»»
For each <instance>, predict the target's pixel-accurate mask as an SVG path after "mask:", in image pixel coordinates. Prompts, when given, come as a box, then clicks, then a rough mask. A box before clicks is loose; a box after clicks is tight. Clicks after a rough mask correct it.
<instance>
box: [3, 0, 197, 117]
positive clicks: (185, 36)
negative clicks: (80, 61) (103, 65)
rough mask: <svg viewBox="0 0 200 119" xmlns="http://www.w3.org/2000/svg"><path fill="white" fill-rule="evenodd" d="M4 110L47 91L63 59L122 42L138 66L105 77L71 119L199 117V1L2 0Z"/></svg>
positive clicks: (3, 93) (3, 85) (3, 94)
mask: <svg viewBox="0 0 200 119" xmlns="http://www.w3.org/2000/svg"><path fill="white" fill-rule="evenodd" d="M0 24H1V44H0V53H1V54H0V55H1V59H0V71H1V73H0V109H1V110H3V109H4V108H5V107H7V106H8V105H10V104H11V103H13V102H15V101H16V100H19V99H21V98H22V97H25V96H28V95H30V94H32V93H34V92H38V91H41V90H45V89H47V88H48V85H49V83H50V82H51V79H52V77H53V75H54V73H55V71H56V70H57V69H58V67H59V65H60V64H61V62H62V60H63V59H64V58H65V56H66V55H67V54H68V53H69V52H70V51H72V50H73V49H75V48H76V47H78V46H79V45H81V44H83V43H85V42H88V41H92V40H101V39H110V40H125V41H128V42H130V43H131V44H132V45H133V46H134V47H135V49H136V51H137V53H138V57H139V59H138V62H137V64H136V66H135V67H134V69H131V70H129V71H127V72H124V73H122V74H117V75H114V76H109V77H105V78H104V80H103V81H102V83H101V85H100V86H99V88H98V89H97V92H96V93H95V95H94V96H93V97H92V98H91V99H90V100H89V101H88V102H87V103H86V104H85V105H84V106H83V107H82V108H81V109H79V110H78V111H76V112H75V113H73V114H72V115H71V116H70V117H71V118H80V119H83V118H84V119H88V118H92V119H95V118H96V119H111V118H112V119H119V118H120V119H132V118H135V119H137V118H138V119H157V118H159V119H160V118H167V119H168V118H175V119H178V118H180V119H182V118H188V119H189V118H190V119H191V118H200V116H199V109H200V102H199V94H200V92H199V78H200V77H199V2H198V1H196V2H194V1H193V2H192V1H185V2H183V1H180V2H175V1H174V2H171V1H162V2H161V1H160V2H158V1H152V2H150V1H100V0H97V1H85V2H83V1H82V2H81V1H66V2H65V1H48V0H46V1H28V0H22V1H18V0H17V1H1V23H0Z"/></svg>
««
Beginning of the records through the line with "rough mask: <svg": return that span exactly and stop there.

For each <instance>, predict the target's pixel-accurate mask as an SVG path after "mask:", in image pixel coordinates. Prompts, when given, come as a box, then clicks, then a rough mask. A box before clicks is loose; a box after clicks is tight. Clicks after a rough mask correct it.
<instance>
box: [3, 0, 197, 117]
positive clicks: (185, 36)
negative clicks: (80, 61) (103, 65)
rough mask: <svg viewBox="0 0 200 119" xmlns="http://www.w3.org/2000/svg"><path fill="white" fill-rule="evenodd" d="M4 110L47 91L63 59L122 42L138 66L105 77L71 119L199 117V1L2 0Z"/></svg>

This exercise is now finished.